--- Problem statement ---
Please copy all of the material below word for word, leaving out the pictures.

******

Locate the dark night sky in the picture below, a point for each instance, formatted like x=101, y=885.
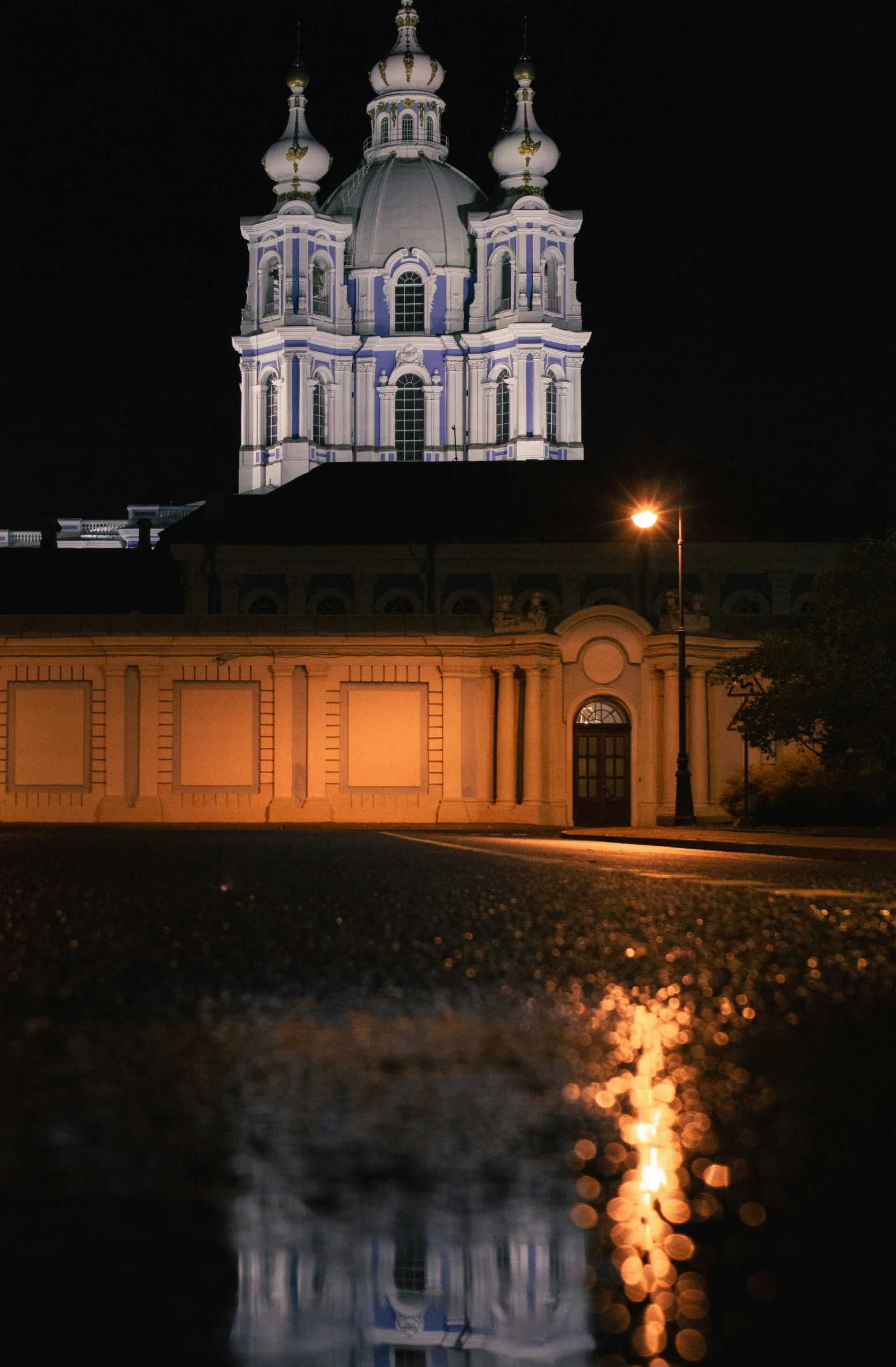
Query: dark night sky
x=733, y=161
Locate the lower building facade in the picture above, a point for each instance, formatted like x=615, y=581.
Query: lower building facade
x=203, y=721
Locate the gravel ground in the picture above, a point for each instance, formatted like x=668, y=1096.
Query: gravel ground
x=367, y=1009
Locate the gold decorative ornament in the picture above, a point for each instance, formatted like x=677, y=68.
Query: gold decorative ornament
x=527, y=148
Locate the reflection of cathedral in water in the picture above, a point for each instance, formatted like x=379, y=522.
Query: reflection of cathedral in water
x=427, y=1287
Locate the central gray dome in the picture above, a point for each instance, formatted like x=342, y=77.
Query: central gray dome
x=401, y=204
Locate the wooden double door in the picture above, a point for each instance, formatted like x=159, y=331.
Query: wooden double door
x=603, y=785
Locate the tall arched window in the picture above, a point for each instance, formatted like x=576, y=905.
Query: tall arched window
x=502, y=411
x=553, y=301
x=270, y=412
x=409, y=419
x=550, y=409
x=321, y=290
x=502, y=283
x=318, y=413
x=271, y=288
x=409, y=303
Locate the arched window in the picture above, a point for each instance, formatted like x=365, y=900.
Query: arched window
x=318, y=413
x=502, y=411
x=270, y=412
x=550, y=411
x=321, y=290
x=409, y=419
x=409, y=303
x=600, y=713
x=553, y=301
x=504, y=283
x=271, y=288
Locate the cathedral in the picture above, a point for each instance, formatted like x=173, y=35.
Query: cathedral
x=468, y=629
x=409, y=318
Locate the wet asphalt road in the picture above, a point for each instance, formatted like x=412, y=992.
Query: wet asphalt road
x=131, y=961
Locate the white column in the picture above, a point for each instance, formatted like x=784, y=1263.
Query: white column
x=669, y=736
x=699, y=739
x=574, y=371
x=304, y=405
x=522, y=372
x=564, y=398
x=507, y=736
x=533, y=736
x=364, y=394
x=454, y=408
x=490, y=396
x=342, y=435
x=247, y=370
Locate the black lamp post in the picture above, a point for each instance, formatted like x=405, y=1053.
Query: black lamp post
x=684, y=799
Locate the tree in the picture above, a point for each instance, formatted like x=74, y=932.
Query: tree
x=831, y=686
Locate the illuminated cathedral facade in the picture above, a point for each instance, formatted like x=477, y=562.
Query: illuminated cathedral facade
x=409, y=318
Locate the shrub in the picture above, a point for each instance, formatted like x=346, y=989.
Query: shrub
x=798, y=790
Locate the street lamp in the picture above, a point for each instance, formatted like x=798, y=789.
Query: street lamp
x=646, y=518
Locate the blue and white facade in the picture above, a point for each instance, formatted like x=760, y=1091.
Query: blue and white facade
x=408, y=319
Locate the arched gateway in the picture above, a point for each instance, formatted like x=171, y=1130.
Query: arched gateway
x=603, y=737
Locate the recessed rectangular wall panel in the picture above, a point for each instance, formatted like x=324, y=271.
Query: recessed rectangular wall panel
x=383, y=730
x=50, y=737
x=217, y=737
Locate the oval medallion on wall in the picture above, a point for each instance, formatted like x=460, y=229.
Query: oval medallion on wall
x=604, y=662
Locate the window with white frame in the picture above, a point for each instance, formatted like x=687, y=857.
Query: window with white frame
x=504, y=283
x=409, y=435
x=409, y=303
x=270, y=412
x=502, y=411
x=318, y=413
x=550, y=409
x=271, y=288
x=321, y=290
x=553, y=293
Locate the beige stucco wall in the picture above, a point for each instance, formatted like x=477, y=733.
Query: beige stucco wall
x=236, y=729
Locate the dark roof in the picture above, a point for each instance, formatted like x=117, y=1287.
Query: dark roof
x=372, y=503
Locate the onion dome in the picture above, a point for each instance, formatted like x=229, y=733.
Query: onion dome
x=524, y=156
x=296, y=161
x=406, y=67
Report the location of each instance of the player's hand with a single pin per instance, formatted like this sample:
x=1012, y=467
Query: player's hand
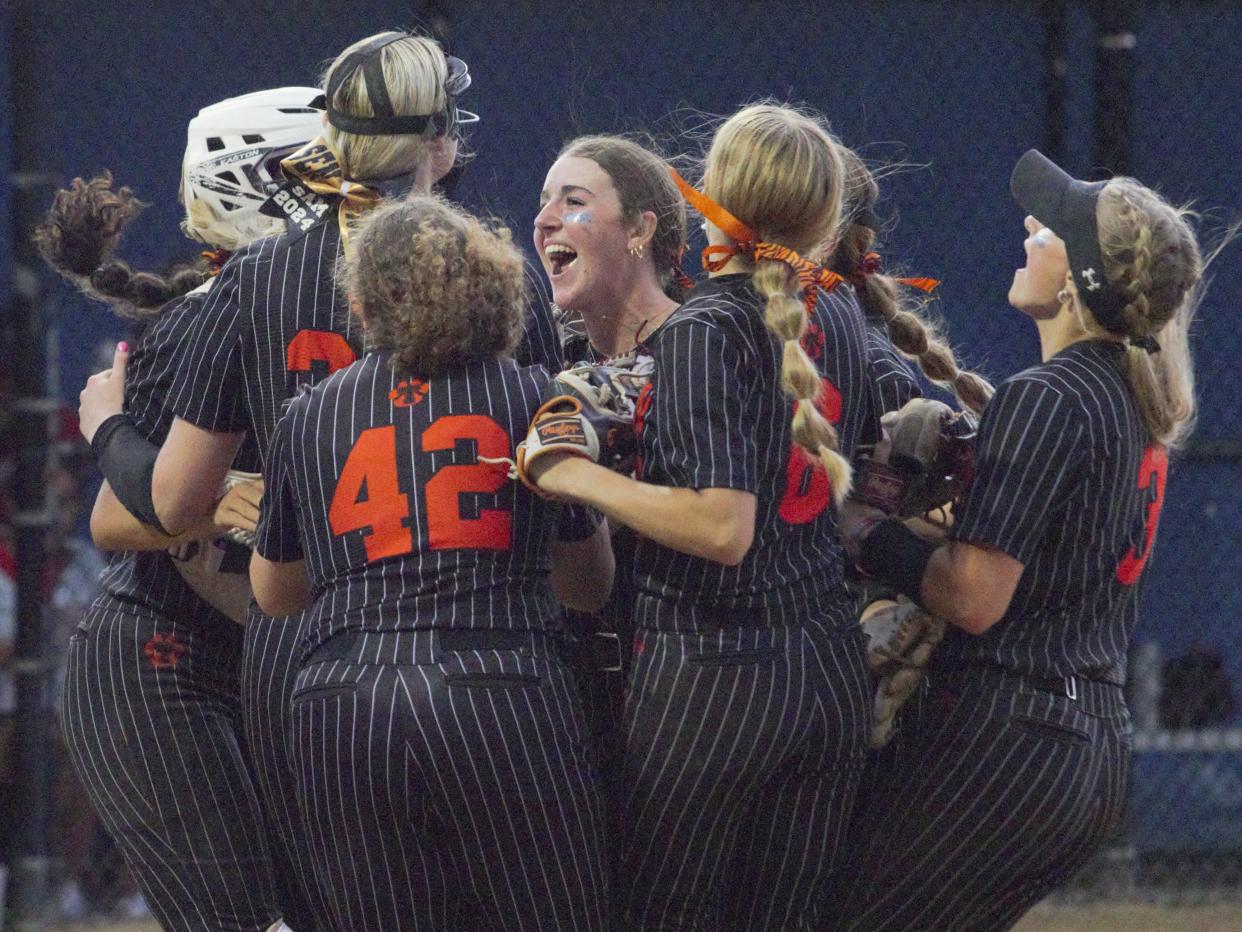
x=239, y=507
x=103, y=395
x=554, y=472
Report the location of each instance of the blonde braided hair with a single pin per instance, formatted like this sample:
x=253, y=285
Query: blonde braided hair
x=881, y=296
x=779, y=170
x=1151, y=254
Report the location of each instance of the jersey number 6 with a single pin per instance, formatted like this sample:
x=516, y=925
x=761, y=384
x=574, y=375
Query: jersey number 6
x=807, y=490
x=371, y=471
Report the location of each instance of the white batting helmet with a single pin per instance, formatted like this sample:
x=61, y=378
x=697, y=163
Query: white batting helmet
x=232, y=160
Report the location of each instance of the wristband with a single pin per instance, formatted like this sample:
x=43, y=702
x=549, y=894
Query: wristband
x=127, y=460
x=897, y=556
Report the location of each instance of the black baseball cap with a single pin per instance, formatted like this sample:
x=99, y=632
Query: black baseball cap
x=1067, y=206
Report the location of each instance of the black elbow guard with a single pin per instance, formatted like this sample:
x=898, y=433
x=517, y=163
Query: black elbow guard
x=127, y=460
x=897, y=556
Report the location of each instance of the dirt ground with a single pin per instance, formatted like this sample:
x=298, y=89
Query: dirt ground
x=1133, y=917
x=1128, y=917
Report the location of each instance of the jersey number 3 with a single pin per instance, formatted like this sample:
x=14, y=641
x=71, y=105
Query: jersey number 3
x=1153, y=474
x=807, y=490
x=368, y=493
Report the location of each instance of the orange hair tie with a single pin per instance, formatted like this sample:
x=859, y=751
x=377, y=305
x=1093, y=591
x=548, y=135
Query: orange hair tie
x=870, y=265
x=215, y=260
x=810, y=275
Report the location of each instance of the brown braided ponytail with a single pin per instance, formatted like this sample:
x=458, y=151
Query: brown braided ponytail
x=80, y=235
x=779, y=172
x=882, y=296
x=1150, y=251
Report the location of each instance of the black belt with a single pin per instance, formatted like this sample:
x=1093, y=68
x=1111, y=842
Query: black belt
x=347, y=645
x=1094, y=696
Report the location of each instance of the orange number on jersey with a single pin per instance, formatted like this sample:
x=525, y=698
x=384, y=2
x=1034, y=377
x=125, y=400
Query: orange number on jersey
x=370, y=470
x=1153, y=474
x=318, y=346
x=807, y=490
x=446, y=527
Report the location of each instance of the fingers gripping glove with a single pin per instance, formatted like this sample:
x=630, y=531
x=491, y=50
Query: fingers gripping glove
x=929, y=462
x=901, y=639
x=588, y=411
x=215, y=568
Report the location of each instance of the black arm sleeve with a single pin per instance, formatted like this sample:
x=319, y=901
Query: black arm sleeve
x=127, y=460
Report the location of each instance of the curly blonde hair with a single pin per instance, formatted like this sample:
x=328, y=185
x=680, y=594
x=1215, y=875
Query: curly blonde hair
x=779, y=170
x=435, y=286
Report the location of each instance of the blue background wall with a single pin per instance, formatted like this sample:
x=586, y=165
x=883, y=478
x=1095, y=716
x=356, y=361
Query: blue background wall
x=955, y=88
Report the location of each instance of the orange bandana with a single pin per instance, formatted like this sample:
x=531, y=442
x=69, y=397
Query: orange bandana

******

--- Exercise output ---
Locate the dark night sky in the picture below, a point for each instance, formatted like x=101, y=885.
Query: dark night sky
x=733, y=161
Locate the lower building facade in the picture above, a point for each instance, formatted like x=615, y=581.
Query: lower building facade
x=203, y=721
Locate the gravel ground in the picture above, a point for each instance, formatted like x=668, y=1096.
Query: gravel ground
x=367, y=1009
Locate the gold decorative ornament in the picture above, a point for each instance, formatted like x=677, y=68.
Query: gold decorative ornament
x=527, y=148
Locate the reflection of cathedral in water in the picture above, a point for each instance, formatted like x=379, y=522.
Query: reflection of cathedral in water
x=427, y=1287
Locate the central gray dome in the picture above, a point for each instance, formatted like x=342, y=77.
Query: central gray dome
x=401, y=204
Locate the wooden double door in the picture above, a point for each instance, formatted like x=159, y=331.
Query: wooden double door
x=603, y=785
Locate the tall arched window in the picture above, a point for each instance, formatted like x=576, y=905.
Query: tall arched window
x=502, y=411
x=553, y=301
x=270, y=412
x=409, y=419
x=550, y=409
x=321, y=290
x=502, y=283
x=318, y=413
x=271, y=288
x=409, y=303
Locate the arched window in the picture above, a point for each instance, formatted like x=365, y=900.
Query: arched window
x=318, y=413
x=502, y=411
x=270, y=412
x=550, y=411
x=321, y=290
x=409, y=419
x=409, y=303
x=600, y=713
x=553, y=301
x=504, y=283
x=271, y=288
Locate the cathedral in the picture above, a point for each instance, formatted like x=173, y=35.
Query: cathedral
x=468, y=629
x=409, y=318
Locate the wet asphalt road in the picture above, a point for each instance, formatted like x=412, y=992.
Query: wet asphalt road
x=131, y=961
Locate the white column in the picture above, a point for each instance, formatted like x=784, y=1263.
Query: white column
x=669, y=736
x=699, y=739
x=574, y=371
x=304, y=405
x=522, y=372
x=564, y=398
x=507, y=736
x=533, y=736
x=364, y=394
x=454, y=408
x=490, y=396
x=342, y=435
x=247, y=370
Locate the black lamp post in the picture above, a point for each instance, formatted like x=405, y=1053.
Query: black lamp post
x=684, y=799
Locate the tree in the picture above, a point for each instance, formatted like x=74, y=932.
Query: tree
x=831, y=686
Locate the illuminated cathedral facade in the picture above, a point for each instance, formatted like x=477, y=562.
Query: illuminated cathedral facade
x=409, y=318
Locate the shrub in the picture above, a point for each instance, formatted like x=346, y=989.
Query: shrub
x=798, y=790
Locate the street lamp in the picture above, a point for each instance, formatted like x=798, y=789.
Query: street lamp
x=646, y=518
Locate the blue and white facade in the picture above, a point for each instance, formatted like x=760, y=1091.
Query: blue and white facade
x=408, y=319
Locate the arched gateway in the picture above, a point for each instance, formatted like x=171, y=1130.
Query: arched gateway
x=603, y=737
Locate the recessed rectangular wall panel in the picture above, a point for each instance, formatted like x=324, y=271.
Query: recessed rectangular wall panel
x=383, y=730
x=50, y=737
x=217, y=737
Locate the oval medallion on wall in the picture above, a point for each instance, formatted like x=460, y=229.
Query: oval medallion on wall
x=604, y=662
Locate the window with white frame in the picture above, a point for each instance, formatted like x=687, y=857.
Query: window with white frame
x=504, y=283
x=409, y=435
x=409, y=303
x=270, y=412
x=502, y=411
x=318, y=413
x=550, y=409
x=271, y=288
x=321, y=290
x=553, y=293
Locate the beige stucco wall in the picture above, a point for each instance, formatted like x=477, y=733.
Query: beige stucco wall
x=236, y=729
Locate the dark roof in the picture above, a point for each instance, formatted like x=117, y=1287.
Query: dark roof
x=372, y=503
Locate the onion dome in the picture above, a point for each instance, formatted like x=229, y=733.
Query: onion dome
x=524, y=156
x=296, y=161
x=406, y=67
Report the location of each instance of the player's hand with a single pin per instance, formatted like this sample:
x=1012, y=467
Query: player's hand
x=239, y=507
x=103, y=395
x=554, y=472
Report the location of each instance of the blonde braided hair with a single pin per instance, formatted like this sample:
x=253, y=285
Query: blonde braided hair
x=881, y=296
x=779, y=170
x=1151, y=254
Report the location of each instance of the jersey number 6 with a single pin per instance, formatted like this sample:
x=516, y=925
x=761, y=384
x=574, y=375
Query: jersey number 6
x=807, y=490
x=371, y=471
Report the location of each instance of the white batting helmet with a single pin per instance, formatted like this sample:
x=61, y=378
x=697, y=163
Query: white batting helmet
x=232, y=160
Report the location of each instance of the wristband with a single pin per instance, formatted like this sample:
x=43, y=702
x=549, y=894
Query: wristband
x=127, y=460
x=897, y=556
Report the location of each instance of the black baseball cap with a single pin per instance, formatted like this sample:
x=99, y=632
Query: black baseball cap
x=1067, y=206
Report the location of each instance of the black elbow guard with a single pin per instance, formatted like this sample:
x=898, y=433
x=517, y=163
Query: black elbow guard
x=127, y=460
x=897, y=556
Report the location of each instance of the dirt ground with a single pin per instance, formatted like this sample:
x=298, y=89
Query: dirt ground
x=1133, y=917
x=1128, y=917
Report the location of each instance of the jersey number 3 with a single pin per instance, formatted like this sample:
x=14, y=641
x=71, y=105
Query: jersey number 3
x=1153, y=474
x=807, y=490
x=368, y=493
Report the location of each instance of the orange hair tie with a single pin per instance, formatted like this sample:
x=859, y=751
x=377, y=305
x=1093, y=591
x=548, y=135
Query: orange hair tie
x=870, y=265
x=215, y=260
x=810, y=275
Report the location of each instance of the brown braided ponytail with a single pin per instance, formatted like this sample:
x=458, y=151
Query: brown braided ponytail
x=80, y=235
x=779, y=172
x=882, y=296
x=1150, y=251
Report the location of each instance of the black belt with a single pin per instance, formatted like this sample:
x=1093, y=68
x=1111, y=842
Query: black belt
x=347, y=645
x=1094, y=696
Report the location of each instance of the orange number on jersey with a single pin per instance, formatted like this sample:
x=525, y=698
x=384, y=2
x=1034, y=377
x=125, y=400
Query: orange number on jersey
x=370, y=470
x=1153, y=474
x=318, y=346
x=807, y=490
x=446, y=527
Report the location of each instance of the fingers gripping glove with a single pin per instance, formatted like this sample:
x=630, y=531
x=491, y=50
Query: fingers gripping glove
x=929, y=462
x=901, y=639
x=588, y=411
x=215, y=568
Report the location of each instance of the black arm sleeve with a single pin per instance, formatted like this sample:
x=319, y=901
Query: black arm sleeve
x=127, y=460
Report the location of each instance of the curly blonde hair with a single pin per instance, formatted like this sample:
x=328, y=185
x=680, y=594
x=1215, y=875
Query: curly blonde hair
x=779, y=170
x=435, y=286
Report the location of each instance of the blue background wall with a single pin per instance, formatted like this sample:
x=586, y=165
x=883, y=478
x=1095, y=716
x=356, y=361
Query: blue background wall
x=955, y=88
Report the location of each instance of the orange bandana with a single pin per instance, formatted like this sample:
x=531, y=442
x=69, y=397
Query: orange bandana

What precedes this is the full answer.